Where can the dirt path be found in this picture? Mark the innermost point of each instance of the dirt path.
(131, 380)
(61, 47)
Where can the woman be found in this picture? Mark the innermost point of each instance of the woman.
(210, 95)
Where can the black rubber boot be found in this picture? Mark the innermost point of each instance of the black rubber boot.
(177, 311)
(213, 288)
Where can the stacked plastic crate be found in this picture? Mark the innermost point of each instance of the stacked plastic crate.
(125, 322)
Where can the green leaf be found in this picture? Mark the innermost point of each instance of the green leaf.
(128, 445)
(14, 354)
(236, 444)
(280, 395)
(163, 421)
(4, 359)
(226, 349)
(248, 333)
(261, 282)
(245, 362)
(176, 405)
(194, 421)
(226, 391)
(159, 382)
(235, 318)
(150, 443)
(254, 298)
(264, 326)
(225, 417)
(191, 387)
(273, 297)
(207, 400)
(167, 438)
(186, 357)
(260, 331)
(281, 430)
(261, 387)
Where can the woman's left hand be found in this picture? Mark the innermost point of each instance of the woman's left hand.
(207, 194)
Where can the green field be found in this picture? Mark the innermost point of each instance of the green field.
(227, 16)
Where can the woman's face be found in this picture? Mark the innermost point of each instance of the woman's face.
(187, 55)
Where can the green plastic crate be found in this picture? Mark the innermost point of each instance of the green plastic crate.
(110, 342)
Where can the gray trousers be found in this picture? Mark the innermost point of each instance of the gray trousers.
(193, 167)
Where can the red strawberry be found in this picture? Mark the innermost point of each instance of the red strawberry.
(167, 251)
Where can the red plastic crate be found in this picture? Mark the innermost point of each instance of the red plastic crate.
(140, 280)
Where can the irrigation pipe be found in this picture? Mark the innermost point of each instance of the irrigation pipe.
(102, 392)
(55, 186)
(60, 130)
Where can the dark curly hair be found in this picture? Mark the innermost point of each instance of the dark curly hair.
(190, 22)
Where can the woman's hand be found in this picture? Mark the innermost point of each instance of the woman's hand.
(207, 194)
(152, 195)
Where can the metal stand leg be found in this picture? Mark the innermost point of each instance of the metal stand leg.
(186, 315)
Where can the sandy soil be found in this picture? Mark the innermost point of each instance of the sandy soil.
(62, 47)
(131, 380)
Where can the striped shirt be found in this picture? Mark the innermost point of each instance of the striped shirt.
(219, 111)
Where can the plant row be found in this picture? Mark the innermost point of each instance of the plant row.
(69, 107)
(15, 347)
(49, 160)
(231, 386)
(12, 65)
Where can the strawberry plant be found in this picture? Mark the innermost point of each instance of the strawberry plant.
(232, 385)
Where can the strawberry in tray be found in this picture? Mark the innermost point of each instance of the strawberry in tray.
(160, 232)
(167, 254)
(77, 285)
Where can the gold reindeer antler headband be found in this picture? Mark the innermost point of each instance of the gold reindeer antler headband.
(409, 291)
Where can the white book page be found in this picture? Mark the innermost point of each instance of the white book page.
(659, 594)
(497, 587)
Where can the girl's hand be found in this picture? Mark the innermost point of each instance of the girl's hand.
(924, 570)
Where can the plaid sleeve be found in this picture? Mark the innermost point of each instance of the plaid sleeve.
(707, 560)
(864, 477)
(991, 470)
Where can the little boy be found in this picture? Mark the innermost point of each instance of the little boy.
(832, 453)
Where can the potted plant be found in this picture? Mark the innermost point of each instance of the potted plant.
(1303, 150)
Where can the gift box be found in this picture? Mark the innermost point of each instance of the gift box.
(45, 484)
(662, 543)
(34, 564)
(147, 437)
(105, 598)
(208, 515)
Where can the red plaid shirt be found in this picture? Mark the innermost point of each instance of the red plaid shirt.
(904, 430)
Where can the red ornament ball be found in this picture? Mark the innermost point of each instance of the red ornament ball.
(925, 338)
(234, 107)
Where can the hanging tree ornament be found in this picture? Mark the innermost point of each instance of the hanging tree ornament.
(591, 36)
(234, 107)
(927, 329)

• • • •

DIRECTION
Transcribe all of the entries without altering anything.

RESULT OF THIS EXERCISE
Where can the dirt path be found in this picture? Mark the innermost point of each instance of the dirt path.
(131, 380)
(61, 47)
Where can the woman be found in this picture? Mark the innermost point of each instance of the woman.
(210, 95)
Where can the black rubber boot be found in this picture? Mark the innermost point of each instance of the black rubber boot.
(177, 311)
(213, 288)
Where can the stacked plastic crate be found in this picture? Mark the innermost point of each instance of the stacked plastic crate.
(125, 322)
Where can the green leaf be found in this picture? Mark the innermost point of each instance of the green leaf.
(128, 445)
(14, 354)
(236, 444)
(280, 395)
(163, 421)
(4, 359)
(226, 349)
(248, 333)
(261, 282)
(245, 362)
(176, 405)
(194, 421)
(226, 391)
(159, 382)
(235, 318)
(150, 443)
(254, 298)
(264, 326)
(225, 417)
(191, 387)
(273, 297)
(207, 400)
(167, 438)
(186, 357)
(260, 331)
(281, 430)
(261, 387)
Where can the woman's left hand be found in this picture? Mark the innermost point of each instance of the woman's left hand.
(207, 194)
Where can the green field be found in this picture? Mark the innermost point of each instance of the green field.
(227, 16)
Where can the woman's face be found in this picture? Mark the innermost point of each instance of the woman's face.
(187, 55)
Where can the green plastic crate be found in this picture? Mark the innermost point of each instance of the green plastic crate.
(110, 342)
Where can the gray trousers be found in this picture? Mark the innermost point of each instance of the gray trousers.
(193, 167)
Where can the red strawberry be found in this picture? Mark the innermost point of each instance of the red strawberry.
(167, 251)
Where can the red plastic crate be found in this picture? Mark the innermost point of each instance of the red plastic crate.
(140, 280)
Where can the irrigation pipe be found in this picture? Mark the innermost point of each instance of the irrigation pipe.
(102, 392)
(55, 186)
(60, 130)
Where can the dark curly hair be found in this picture? Mark the innermost point of each instance of the dark curly hair.
(190, 22)
Where can the woman's hand be found in this picture? Mark the innermost point of each instance of the woman's hand.
(207, 194)
(152, 195)
Where can the metal stand leg be found in this picture? Mark the innermost point of each instance of the metal stand leg.
(186, 315)
Where can the sandy soil be found in this picture? Mark the innermost point of each instance of the sandy soil.
(62, 47)
(131, 380)
Where can the striped shirt be found in this picture? Mark the innermost point of each instance of the striped shirt.
(219, 111)
Where can the plant row be found in this picture? Mark the innermost point of each instance of the plant row.
(69, 107)
(15, 347)
(49, 160)
(231, 386)
(12, 65)
Where can the strawberry plant be found in this picture? Mark the innermost point of each instance of the strawberry plant.
(232, 385)
Where can the strawberry in tray be found in this picture? Mark the innermost point of each instance of the strawberry in tray.
(160, 232)
(167, 254)
(77, 285)
Where can the gold reindeer antler headband be found in this picture? Mark the innermost point of each instance of the gold reindeer antler headband.
(409, 291)
Where can the white book page be found in this picture? Mark the innermost point of each instance of the white book page.
(659, 594)
(497, 587)
Where can the girl's hand be found in this picture? Mark the innermost point of each instance of the girl's hand.
(924, 570)
Where can the plaid sleeve be found in this picture? Mark the innermost point of each instance of the plaid sleeve.
(707, 560)
(864, 477)
(991, 470)
Where can the little boy be found in this picture? Mark the innermost point of each instance of the little boy.
(832, 453)
Where can the potted plant be found in this picture? Mark the innermost point of each instance of the potted plant.
(1303, 150)
Where can the gift box be found in this picture? Mark the innermost point of each instance of the gift box.
(45, 484)
(662, 543)
(34, 564)
(147, 437)
(105, 598)
(208, 515)
Where can the red plaid shirt be found in this picture? Mark the innermost point of each instance of the red plaid shirt.
(904, 430)
Where can the red ornament ball be found in this picture? Mark the innermost point of each instance of the red ornament ball.
(925, 338)
(234, 107)
Where can the hanging tree ornament be found in this picture? Mark the innermost point of each instance of the hanging tree ornament.
(591, 36)
(234, 107)
(927, 329)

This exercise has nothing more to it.